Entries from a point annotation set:

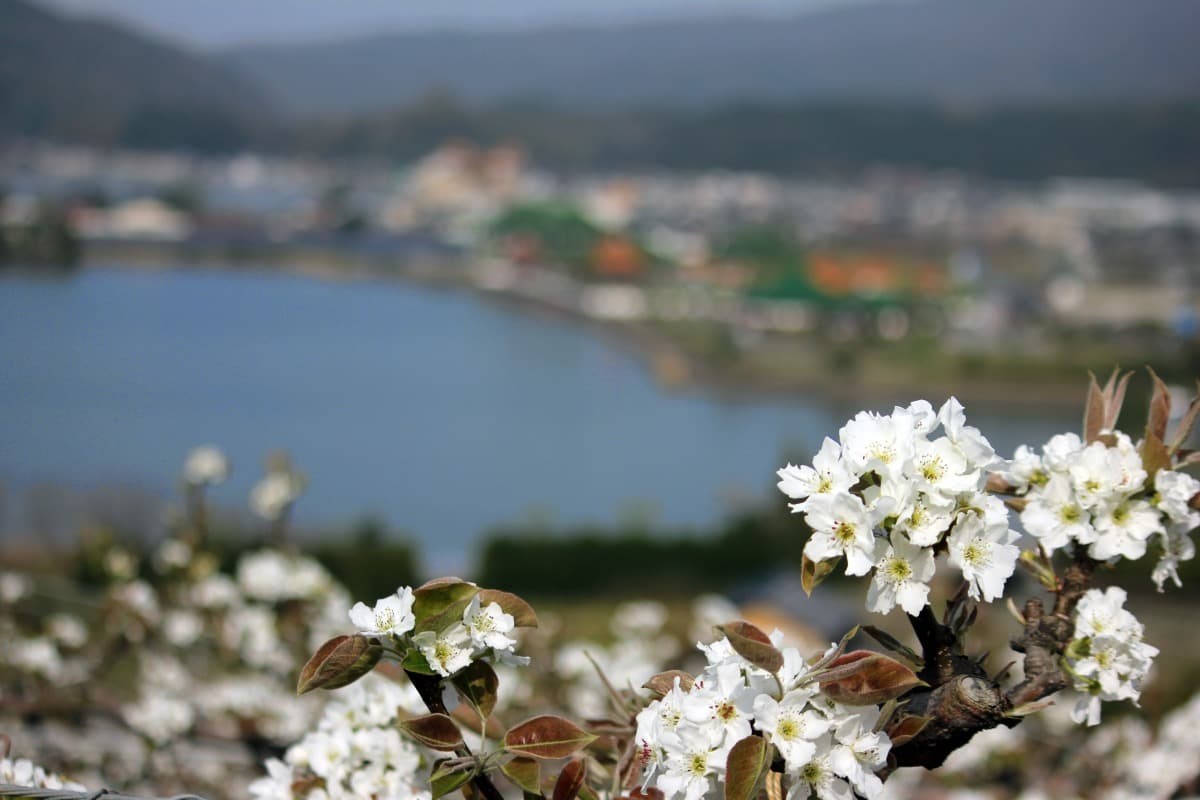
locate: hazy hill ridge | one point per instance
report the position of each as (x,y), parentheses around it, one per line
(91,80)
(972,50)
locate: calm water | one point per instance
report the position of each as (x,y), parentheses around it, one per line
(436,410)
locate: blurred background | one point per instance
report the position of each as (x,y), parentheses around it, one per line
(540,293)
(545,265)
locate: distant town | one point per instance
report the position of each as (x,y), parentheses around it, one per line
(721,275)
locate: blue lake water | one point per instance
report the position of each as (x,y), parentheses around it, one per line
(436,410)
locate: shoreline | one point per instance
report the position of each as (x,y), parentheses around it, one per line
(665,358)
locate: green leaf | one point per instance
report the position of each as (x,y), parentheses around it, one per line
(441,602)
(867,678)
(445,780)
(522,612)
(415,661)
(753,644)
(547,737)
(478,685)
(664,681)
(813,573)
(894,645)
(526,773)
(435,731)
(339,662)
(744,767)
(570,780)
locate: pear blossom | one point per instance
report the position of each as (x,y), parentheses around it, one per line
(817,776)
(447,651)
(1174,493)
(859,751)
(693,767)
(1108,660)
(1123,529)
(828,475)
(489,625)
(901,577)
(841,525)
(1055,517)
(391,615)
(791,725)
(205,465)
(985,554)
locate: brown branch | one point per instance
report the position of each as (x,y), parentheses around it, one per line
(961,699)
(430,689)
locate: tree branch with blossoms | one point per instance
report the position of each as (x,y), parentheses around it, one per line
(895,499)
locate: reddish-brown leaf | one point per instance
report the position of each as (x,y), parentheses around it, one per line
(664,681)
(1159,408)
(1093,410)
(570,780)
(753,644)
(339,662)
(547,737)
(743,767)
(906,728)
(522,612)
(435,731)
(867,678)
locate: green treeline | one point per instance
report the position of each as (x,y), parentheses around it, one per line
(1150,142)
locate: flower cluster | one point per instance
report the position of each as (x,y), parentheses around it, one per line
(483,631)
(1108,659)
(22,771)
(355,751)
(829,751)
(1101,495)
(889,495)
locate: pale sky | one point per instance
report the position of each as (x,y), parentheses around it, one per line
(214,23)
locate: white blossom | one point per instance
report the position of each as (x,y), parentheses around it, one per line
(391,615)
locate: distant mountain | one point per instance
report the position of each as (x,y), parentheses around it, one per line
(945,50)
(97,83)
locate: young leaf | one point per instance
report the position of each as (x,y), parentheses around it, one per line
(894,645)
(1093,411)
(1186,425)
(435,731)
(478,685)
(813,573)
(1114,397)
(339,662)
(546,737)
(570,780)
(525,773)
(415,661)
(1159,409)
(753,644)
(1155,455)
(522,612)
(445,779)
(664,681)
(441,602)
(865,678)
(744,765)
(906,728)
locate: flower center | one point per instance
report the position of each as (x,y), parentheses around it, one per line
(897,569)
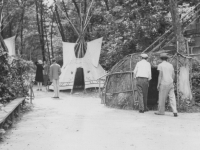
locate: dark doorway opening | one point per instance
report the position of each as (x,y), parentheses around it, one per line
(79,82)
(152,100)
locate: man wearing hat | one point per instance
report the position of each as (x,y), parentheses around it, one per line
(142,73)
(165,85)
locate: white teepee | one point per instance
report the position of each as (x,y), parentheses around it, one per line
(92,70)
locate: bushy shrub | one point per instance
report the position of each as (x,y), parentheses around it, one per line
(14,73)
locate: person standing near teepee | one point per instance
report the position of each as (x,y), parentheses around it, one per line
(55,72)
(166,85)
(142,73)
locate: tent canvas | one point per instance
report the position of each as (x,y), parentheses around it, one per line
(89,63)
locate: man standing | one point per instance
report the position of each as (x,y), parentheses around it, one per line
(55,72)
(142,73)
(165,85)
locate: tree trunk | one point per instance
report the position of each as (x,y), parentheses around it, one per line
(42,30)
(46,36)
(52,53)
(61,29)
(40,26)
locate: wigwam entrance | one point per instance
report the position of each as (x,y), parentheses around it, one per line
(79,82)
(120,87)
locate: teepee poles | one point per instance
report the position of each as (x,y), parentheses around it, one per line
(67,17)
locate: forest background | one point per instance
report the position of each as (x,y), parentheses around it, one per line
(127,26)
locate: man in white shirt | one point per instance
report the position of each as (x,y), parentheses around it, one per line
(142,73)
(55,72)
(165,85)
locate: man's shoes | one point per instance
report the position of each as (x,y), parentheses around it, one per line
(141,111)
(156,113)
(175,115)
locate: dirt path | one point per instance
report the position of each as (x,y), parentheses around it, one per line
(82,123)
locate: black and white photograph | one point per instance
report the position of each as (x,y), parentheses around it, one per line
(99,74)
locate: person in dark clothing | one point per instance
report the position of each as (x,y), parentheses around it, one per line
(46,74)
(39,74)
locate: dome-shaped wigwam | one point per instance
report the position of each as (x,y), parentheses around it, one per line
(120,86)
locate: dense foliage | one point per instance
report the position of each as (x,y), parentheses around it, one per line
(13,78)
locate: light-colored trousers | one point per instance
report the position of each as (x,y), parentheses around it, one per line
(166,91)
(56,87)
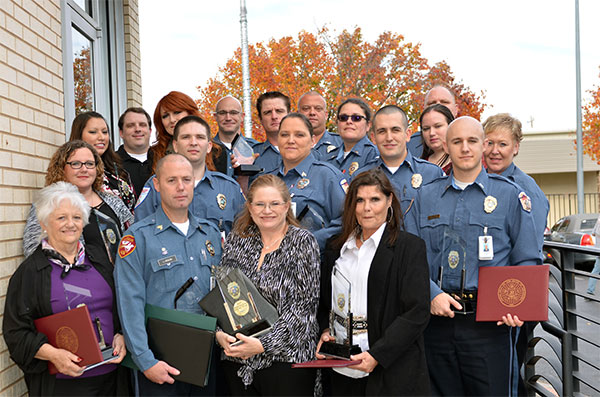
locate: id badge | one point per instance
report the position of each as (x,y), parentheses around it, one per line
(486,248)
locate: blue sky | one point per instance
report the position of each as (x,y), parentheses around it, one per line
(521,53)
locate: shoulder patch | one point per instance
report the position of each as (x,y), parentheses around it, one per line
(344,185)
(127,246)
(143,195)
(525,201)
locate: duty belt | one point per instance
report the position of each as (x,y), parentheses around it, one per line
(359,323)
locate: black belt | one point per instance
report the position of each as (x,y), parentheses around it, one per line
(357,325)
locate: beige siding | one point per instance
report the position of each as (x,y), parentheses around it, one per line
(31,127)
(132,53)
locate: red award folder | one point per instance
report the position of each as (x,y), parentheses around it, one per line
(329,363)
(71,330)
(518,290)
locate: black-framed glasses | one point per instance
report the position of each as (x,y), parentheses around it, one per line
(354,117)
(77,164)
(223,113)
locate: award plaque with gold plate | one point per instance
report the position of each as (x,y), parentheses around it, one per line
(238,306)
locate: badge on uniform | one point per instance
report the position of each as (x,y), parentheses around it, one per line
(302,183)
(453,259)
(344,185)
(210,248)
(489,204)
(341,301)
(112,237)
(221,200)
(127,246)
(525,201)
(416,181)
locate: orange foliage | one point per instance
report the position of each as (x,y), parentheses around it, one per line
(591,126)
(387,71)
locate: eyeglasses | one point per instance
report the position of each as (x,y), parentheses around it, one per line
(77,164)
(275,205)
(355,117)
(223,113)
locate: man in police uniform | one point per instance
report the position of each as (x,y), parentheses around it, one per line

◆ GIVEN INSTRUCTION: Repeat each entry exactly as it appears; skip any picture.

◆ EXERCISE SOLUTION:
locate: hazy hill ridge | one point per instance
report the position of each as (x,y), parentheses around it, one per line
(91,80)
(972,50)
locate: calm water | one point per instance
report the position of each as (x,y), parentheses around it, one per line
(436,410)
locate: blurred background | one point per instance
report the position of each as (x,y), parentheses around it, one per line
(540,293)
(545,265)
locate: distant town | one point per instance
report the position of each as (x,y), parentheses around it, one per line
(721,275)
locate: blue lake water | one point per instance
report the position of each as (x,y), parentheses around it, one per line
(436,410)
locate: shoreline | one point per instance
report the position of each as (x,y), parentheses around it, one per line
(665,358)
locate: green leaf | one point per instance
report the position of each as (x,y), parentheses around it, one per line
(441,602)
(867,678)
(445,780)
(522,612)
(415,661)
(753,644)
(547,737)
(478,685)
(664,681)
(813,573)
(894,645)
(526,773)
(435,731)
(339,662)
(744,767)
(570,780)
locate: pear blossom | one point per instance
report the position of each as (x,y), parentheses around it, one per line
(817,776)
(447,651)
(1174,493)
(859,751)
(693,767)
(1108,660)
(1123,529)
(828,475)
(489,625)
(901,577)
(841,525)
(1055,517)
(391,615)
(791,725)
(205,465)
(985,554)
locate: brown branch | one point per instance
report the position of each as (x,y), parentheses around it, one per line
(961,699)
(430,689)
locate: tree branch with blossoms | one point per instance
report the position of each as (x,y), parentheses around it, one per line
(895,499)
locate: reddish-brown leaf | one point per instance
report the position of each as (x,y), parentheses around it, one per line
(664,681)
(1159,408)
(1093,410)
(570,780)
(753,644)
(339,662)
(547,737)
(743,767)
(906,728)
(522,612)
(435,731)
(867,678)
locate: green treeline | one point per instance
report the position of each as (x,y), parentheses around it, one per line
(1150,142)
locate: flower cluster | one point per instance
report the position of each as (x,y), parentheses around it, one per line
(483,631)
(1108,659)
(22,771)
(355,751)
(829,751)
(1101,495)
(889,495)
locate: pale sky | one point per instance
report the position of each as (x,y), parentheses around it, one per line
(214,23)
locate: white blossom | one point per instance
report the position of each as (x,y), parentheses around it, one per line
(391,615)
locate: distant mountain | one point per instance
report the position of each as (x,y), parentheses around it, one per line
(945,50)
(97,83)
locate: young leaf | one point per instance
report the position of each as (x,y), parentheses around it, one per line
(894,645)
(1093,411)
(1186,425)
(435,731)
(478,685)
(813,573)
(1114,397)
(339,662)
(546,737)
(570,780)
(525,773)
(415,661)
(1159,409)
(753,644)
(1155,455)
(522,612)
(445,779)
(664,681)
(441,602)
(865,678)
(744,765)
(906,728)
locate: flower center | one point per instance
report the position of each as (x,y), parentheses around it, one per line
(897,569)
locate: dark doorway opening | one point per instance
report the position of each as (x,y), parentheses around it, one per line
(79,82)
(152,100)
locate: man wearing hat | one point per instance
report the position of each as (x,y), parentheses around it, one per line
(142,73)
(165,85)
locate: white teepee | one point per instance
report the position of each as (x,y), parentheses around it, one per line
(92,70)
locate: bushy shrub | one point per instance
report the position of each as (x,y), parentheses around it, one per line
(14,73)
locate: person standing near teepee | one point per instance
report the position of each as (x,y), parentheses around it, one per line
(55,72)
(166,85)
(142,73)
locate: tent canvas | one point per instance
report the position of each as (x,y), parentheses around it, one per line
(89,63)
locate: man standing | one point per instance
report the position of each as (x,y), parentheses around it, one per line
(55,72)
(142,73)
(165,85)
locate: tree trunk | one point per instance
report the position of each as (x,y), parentheses around it, one per line
(42,30)
(46,36)
(52,53)
(61,29)
(40,26)
locate: wigwam entrance | one point per instance
report the position of each as (x,y), parentheses around it, one per line
(79,82)
(120,87)
locate: teepee poles | one point per instance
report the position of each as (x,y), parentheses around it, one per line
(67,17)
locate: forest background | one point per instance
report the position of each as (x,y), parentheses around it, one per line
(127,26)
locate: man in white shirt | one point per instance
report the position of each as (x,y), parentheses around it, one per line
(142,73)
(55,72)
(165,85)
locate: man's shoes | one point per instance
report the position of each as (x,y), parentheses around it, one per line
(141,111)
(156,113)
(175,115)
locate: dirt path | one point per instance
report the position of each as (x,y), parentheses around it, one per line
(82,123)
locate: black and white photograph | one point per instance
report the position of each as (x,y), parentheses around it, one per line
(99,74)
locate: person in dark clothing | one point per instance
report the position of each as (x,y), parentheses around it, one per line
(46,74)
(39,74)
locate: dome-shaped wigwam | one point per instance
report the position of each as (x,y), parentheses around it, one per line
(120,86)
locate: dense foliage | one point per instance
report the position of each as (x,y), parentheses around it, one per line
(13,78)
locate: light-colored trousers | one point per instance
report the position of each as (x,y), parentheses around it, one per line
(166,91)
(56,87)
locate: id badge | one point per instance
report the position of each as (x,y), parentheses around it, one per line
(486,248)
locate: blue sky | one point per instance
report the position of each as (x,y), parentheses around it, one per line
(521,53)
locate: shoulder patch | one point per instance
report the position of each as (x,y), parentheses around it, one per line
(344,185)
(127,246)
(143,195)
(525,201)
locate: duty belt | one point per instance
report the position of each as (x,y), parentheses around it, one per line
(359,323)
locate: black belt | one point per instance
report the position of each as (x,y), parentheses around it, one per line
(357,325)
locate: beige siding | one point per instance
report the position of each as (x,y), parentheses around it, one per line
(31,127)
(132,53)
locate: red award folder | one point per instance
report the position of each as (x,y), parentheses around it, one per line
(329,363)
(71,330)
(518,290)
locate: black-framed glasses | one point per instance
report the position of each as (x,y), parentheses around it, one per line
(354,117)
(77,164)
(223,113)
locate: award plaque with gold plate | one point per instance
report the position of each as (x,y), parentheses around it, one per line
(238,306)
locate: badge on uniform | one point per instance
report the position of each as (x,y), parentheses around it, one per line
(302,183)
(453,259)
(344,185)
(210,248)
(489,204)
(341,301)
(112,237)
(221,200)
(127,246)
(525,201)
(416,181)
locate: orange foliage | one point per instance
report the position of each as (x,y), parentheses around it, one per line
(591,126)
(387,71)
locate: eyeglasses | one point per instance
report the position of each as (x,y), parentheses around it, one per line
(77,164)
(275,205)
(355,117)
(223,113)
locate: man in police uniform | one point per instance
report the position of each as (x,y), parentheses around it, one per line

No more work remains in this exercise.